[Stored entries]
* * * *

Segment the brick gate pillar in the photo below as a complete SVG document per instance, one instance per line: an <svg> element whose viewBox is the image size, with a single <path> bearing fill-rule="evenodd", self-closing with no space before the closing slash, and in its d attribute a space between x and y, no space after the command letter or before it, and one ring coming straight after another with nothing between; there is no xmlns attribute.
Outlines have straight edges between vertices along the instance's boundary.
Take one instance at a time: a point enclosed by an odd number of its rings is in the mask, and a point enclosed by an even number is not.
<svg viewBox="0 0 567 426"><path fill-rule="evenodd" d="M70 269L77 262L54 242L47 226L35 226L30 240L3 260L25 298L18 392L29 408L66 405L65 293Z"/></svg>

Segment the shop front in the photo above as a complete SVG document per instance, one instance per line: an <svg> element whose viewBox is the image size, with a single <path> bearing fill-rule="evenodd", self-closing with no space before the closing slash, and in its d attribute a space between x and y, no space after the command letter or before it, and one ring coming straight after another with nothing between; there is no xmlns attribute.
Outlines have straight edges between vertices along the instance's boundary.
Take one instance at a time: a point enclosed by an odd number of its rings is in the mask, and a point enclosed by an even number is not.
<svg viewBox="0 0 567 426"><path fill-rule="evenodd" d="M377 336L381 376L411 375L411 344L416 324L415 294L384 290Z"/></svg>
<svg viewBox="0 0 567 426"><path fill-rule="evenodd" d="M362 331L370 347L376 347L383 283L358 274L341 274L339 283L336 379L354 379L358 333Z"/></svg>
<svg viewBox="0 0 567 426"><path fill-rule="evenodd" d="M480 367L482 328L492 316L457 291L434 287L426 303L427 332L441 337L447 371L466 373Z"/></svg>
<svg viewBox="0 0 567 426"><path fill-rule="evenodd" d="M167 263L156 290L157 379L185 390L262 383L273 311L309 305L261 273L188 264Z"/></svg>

* * * *

*INSTRUCTIONS FOR THE TASK*
Extract each line from the listing above, please, and repeat it exactly.

*FINAL RESULT*
Segment the brick gate pillar in the photo below as a complete SVG document per instance, one instance per line: an <svg> element whose viewBox is the image size, with a single <path> bearing fill-rule="evenodd", self-closing with no space before the closing slash, and in its d attribute a space between x and y, no space after the command letter or before it, and one ring coming straight after another with nothing between; there is no xmlns attribute.
Outlines have straight edges between vertices along the instance's boundary.
Take one instance at a time: a point enclosed by an odd number of its rings is in the mask, and a point enclosed by an even number is not.
<svg viewBox="0 0 567 426"><path fill-rule="evenodd" d="M70 269L77 262L54 242L47 226L35 226L30 240L3 260L25 298L18 392L29 408L66 405L65 293Z"/></svg>

Segment the shop front in the photo above as a complete SVG document per instance, one instance per line: an <svg> element whose viewBox is the image size, with a single <path> bearing fill-rule="evenodd", self-closing with no space before the closing slash, and in its d attribute a space between x and y, no space after the command letter or before it, and one ring coming straight after another with nothing between; there is no xmlns attribute.
Outlines have straight edges between vertices along the instance's boundary.
Take one instance at a time: a point enclosed by an odd number of its rings is in the mask, and a point enclosed by an even number is not.
<svg viewBox="0 0 567 426"><path fill-rule="evenodd" d="M377 336L381 376L411 375L411 344L416 324L415 294L384 290Z"/></svg>
<svg viewBox="0 0 567 426"><path fill-rule="evenodd" d="M362 331L370 347L376 347L383 283L358 274L341 274L339 283L336 379L354 379L358 333Z"/></svg>
<svg viewBox="0 0 567 426"><path fill-rule="evenodd" d="M480 367L482 328L492 316L457 291L434 287L426 303L427 332L441 337L447 371L466 373Z"/></svg>
<svg viewBox="0 0 567 426"><path fill-rule="evenodd" d="M167 263L156 290L157 379L185 390L262 383L273 311L309 305L261 273L188 264Z"/></svg>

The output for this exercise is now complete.